What is required:
Can you copy the items below word for word, leaving out the pictures?

Excerpts of bounding box data:
(begin)
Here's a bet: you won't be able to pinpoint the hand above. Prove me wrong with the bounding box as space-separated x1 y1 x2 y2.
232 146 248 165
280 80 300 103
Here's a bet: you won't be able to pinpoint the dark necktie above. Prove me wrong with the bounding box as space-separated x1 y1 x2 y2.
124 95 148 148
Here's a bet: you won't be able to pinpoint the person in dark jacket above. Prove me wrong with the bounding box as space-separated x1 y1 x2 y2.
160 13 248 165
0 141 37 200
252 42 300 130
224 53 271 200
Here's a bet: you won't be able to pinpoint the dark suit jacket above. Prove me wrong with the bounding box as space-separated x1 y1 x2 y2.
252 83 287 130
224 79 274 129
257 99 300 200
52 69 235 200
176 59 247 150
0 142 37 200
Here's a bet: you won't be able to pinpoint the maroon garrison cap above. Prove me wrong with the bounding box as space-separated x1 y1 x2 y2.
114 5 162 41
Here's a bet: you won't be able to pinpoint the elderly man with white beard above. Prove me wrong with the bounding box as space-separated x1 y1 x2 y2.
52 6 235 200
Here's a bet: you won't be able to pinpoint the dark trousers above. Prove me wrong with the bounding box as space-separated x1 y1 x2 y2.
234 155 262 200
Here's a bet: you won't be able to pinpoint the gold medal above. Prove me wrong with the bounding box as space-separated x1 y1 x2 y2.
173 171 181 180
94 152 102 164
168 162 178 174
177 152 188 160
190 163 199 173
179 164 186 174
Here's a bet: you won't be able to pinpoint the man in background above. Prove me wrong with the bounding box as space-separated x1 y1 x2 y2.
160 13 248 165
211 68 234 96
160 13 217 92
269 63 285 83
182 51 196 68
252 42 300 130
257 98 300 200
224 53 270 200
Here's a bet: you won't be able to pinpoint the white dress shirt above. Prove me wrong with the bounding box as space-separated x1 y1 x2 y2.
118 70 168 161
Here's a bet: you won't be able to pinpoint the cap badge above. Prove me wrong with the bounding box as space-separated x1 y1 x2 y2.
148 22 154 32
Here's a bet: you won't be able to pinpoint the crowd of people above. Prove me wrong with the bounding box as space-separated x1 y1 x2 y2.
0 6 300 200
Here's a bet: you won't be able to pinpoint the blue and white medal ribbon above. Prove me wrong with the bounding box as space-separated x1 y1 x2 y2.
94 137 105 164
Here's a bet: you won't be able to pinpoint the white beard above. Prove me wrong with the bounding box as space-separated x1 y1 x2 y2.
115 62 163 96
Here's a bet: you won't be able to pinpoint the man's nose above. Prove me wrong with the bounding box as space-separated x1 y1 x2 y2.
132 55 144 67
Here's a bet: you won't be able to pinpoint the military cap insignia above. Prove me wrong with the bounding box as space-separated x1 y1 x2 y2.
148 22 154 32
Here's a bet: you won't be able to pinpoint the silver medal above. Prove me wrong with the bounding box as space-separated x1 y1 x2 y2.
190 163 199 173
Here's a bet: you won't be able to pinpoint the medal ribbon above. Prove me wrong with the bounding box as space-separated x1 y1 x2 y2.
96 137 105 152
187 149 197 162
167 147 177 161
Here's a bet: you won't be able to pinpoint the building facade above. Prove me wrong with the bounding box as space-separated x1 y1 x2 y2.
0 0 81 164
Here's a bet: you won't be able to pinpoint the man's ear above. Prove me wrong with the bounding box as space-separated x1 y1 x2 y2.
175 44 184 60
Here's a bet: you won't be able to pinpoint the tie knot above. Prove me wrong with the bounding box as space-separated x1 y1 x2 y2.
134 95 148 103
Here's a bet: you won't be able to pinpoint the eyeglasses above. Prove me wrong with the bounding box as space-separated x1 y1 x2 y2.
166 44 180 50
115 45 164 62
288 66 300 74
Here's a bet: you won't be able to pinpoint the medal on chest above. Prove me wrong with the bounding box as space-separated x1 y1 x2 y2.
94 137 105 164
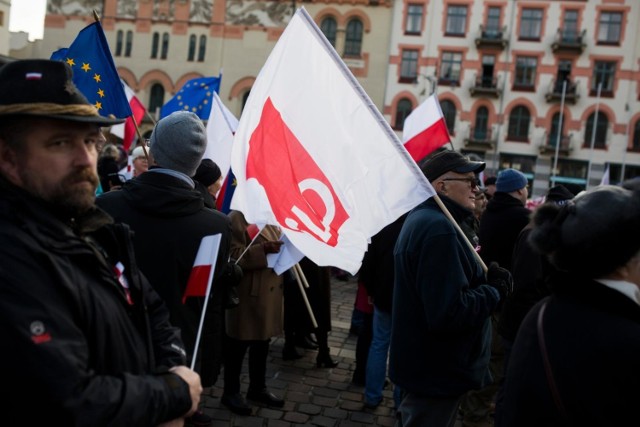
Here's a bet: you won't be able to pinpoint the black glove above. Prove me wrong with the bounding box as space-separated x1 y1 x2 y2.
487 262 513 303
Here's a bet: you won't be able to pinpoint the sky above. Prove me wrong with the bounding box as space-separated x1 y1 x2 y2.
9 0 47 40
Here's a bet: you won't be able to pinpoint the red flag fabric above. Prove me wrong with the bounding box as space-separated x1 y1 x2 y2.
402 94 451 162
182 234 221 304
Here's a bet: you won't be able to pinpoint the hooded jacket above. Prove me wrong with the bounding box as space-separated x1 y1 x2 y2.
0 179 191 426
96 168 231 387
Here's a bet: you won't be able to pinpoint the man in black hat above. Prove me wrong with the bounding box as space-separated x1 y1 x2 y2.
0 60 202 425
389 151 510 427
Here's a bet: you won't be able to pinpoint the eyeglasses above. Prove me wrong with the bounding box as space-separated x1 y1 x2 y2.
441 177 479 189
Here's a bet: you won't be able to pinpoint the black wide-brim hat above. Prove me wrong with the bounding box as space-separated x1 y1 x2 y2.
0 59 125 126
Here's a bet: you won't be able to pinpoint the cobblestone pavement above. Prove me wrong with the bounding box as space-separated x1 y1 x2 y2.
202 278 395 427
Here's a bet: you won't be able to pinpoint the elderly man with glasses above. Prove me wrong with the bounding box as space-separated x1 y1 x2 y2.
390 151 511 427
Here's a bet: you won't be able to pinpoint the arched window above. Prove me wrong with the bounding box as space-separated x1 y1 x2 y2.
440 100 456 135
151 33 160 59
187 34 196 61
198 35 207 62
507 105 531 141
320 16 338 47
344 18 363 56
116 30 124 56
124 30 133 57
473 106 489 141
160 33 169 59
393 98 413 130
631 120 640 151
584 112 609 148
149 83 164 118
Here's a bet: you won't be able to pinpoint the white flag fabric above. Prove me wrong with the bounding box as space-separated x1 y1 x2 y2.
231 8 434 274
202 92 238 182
(end)
Task response:
Here's a bet: you won't be able to pinpoint the hand above. Prove me wrong with the bounding box as space-separated x1 y1 x2 y2.
232 146 248 165
280 80 300 103
Here's a bet: you won't be able to pinpoint the dark necktie above. Prove me wrong with the bounding box as space-separated x1 y1 x2 y2.
124 95 148 148
Here's a bet: you won't be able to pinpoint the person in dark jacket above. Prove me wrong with the bounding box as space-separated x1 y1 x2 y2.
160 13 248 165
0 141 37 200
252 42 300 130
224 53 271 200
Here's a bet: you won't be able to pinpoint the dark suit jacket above. Prove me wrong with the bounding box as space-separated x1 y1 x2 y2.
252 83 287 130
224 79 274 129
257 99 300 200
52 69 235 200
176 59 247 150
0 142 37 200
Here's a bet: you won't be able to pinpoint the maroon garrison cap above. Prove me wrong with the bounding box as space-separated x1 y1 x2 y2.
114 5 162 41
Here's a bet: you won't be able to pinpoint the elderly man with white beard above. Prove me wrong with the bounding box as space-separated x1 y1 x2 y2.
52 6 235 200
Here's a bet: you won't be able to pinpoint the dark trousers above. Prove me wrong with the bounding box as space-separated x1 y1 x2 y2.
234 155 262 200
Here's a bet: you won't be able to pinpoint the gold medal above. Prove me wrong with the bounding box as space-separated x1 y1 x2 y2.
173 171 181 180
94 152 102 164
168 162 178 174
177 152 188 160
190 163 199 173
179 164 186 174
Here's a bet: you won't be able to pinpoint the man in background above. Prove me wrong with the bounding box as space-separated x1 y1 x2 y2.
160 13 248 165
211 68 234 96
160 13 217 92
269 63 285 83
182 51 196 68
252 42 300 130
257 98 300 200
224 53 270 200
Here's a bet: you won't be able to pinpoint the white dress shirt above. Prove me wrong with the bounding box as space-separated x1 y1 x2 y2.
118 70 168 161
Here's a bet: you won't be able to pinpoint the cap badge above. Prove me wrong with the bounding box as space-separated x1 y1 x2 y2.
148 22 154 32
Here's a bet: you won't be able to pinpoint the crowd of people above. Prove me wrong with the bounding box as space-separated x1 y1 x2 y2.
0 6 300 200
Here's a bet: you won't be able to pinpoint the blue and white medal ribbon above. Prove me wrong with the bounding box as space-separated x1 y1 x2 y2.
94 137 105 164
Here's a bet: you won't be able to pinpoint the white beard above. Prove me wrong with the bounding box as space-separated x1 y1 x2 y2.
115 62 163 96
Here's a bet: you won't be able to pinpoint the man's nose above. Prove me wrong with the bounding box as space-separated x1 y1 x2 y2.
132 55 144 67
Here's a bet: you won't be able to pinpoint the military cap insignia above. Prove me wrong with the bounding box as space-separated x1 y1 x2 y2.
148 22 154 32
Here's a bet: you won't be able to pinpoint the silver medal above. Prove me wrong with the bounding box as space-separated x1 y1 x2 y2.
190 163 199 173
Here's a bet: you won't be able to pinpoint the medal ribbon above. Prove me wrong with the bounding box as space-separated x1 y1 x2 y2.
96 137 105 152
187 149 197 162
167 147 177 161
Here's a bet: you won't be able to pinpoint the building facade above. Prove me wrong with the bounding box as space-separated x1 y1 x2 y2.
0 0 81 164
Here's a bet: you won't be able to pinpoint the man's ear above. Prove me wrong with the bounding box as space-separated x1 y1 x2 y2.
175 44 184 60
Here's a bet: you won't be able to pinpoint the tie knot above. Prove me wrong with the bounding box as space-separated x1 y1 x2 y2.
134 95 148 103
Here's a bet: you won't be able to pinpoint the eyeglasses above. Prove me wrong with the bounding box as space-separated x1 y1 x2 y2.
166 44 180 50
115 45 164 62
288 66 300 74
Here's a bet: you won't be able to pinpoint the medal on chest above. Prove me wrong with the bounding box as space-separated x1 y1 x2 y2.
94 137 105 164
Here's a bet: you won't be able to pinpoint the black glove above. Prove me wrong with the bounding box as space-separated x1 y1 x2 y2.
487 262 513 303
Here's a bet: you won't be able to pinpoint the sky above. Prove me wrong with the bounding box as space-separated x1 y1 x2 y2.
9 0 47 40
Here's a bet: you won't be able to pinpoint the red flag fabric above. Prove me wrong with the bounding box as space-separated x1 y1 x2 y2.
402 94 451 162
182 234 221 304
Here's a bet: you won't be able to pinpoint the hooded jacket above. Prove me wrong with the bounding box as space-separated x1 y1 x2 y2.
0 179 191 426
96 168 231 387
Here's a bet: you won't be able to pinpoint the man in black hat above. Prove me wrong with the bounding box as space-separated x1 y1 x2 y2.
0 60 202 425
389 151 510 427
Here's a bet: you won't be able to pinpoint the eyeglasses above. Prove me wrong with the bounding box as space-separated x1 y1 x2 y2.
441 177 479 189
Here's a bet: you won't be able to pinpoint the black wide-brim hat above. Prove me wrong with the bounding box as space-separated x1 y1 x2 y2.
0 59 125 126
Here's a bet: you won't be able to pinpoint the cobblestone pavement above. Prove me wrong with the bounding box as space-separated x1 y1 x2 y2.
202 278 395 427
Here's a bet: you won't be able to pinpoint the elderly man with glasses above. Prove me wrong with the bounding box as space-separated x1 y1 x2 y2.
390 151 511 427
Here's a bet: you won't be able to pinpoint the arched window above. Prove me wrong with the bounding box as space-separated x1 y1 x2 y2.
440 100 456 135
151 33 160 59
187 34 196 61
198 35 207 62
507 105 531 141
320 16 338 47
344 18 363 56
116 30 124 56
124 30 133 57
473 106 489 141
160 33 169 59
393 98 413 130
631 120 640 151
584 112 609 148
149 83 164 118
Here's a bet: you won't be able to pinpoint the white flag fabric above. Prove me wrong with the bounding box as space-separated x1 y1 x2 y2.
231 8 434 274
202 92 238 182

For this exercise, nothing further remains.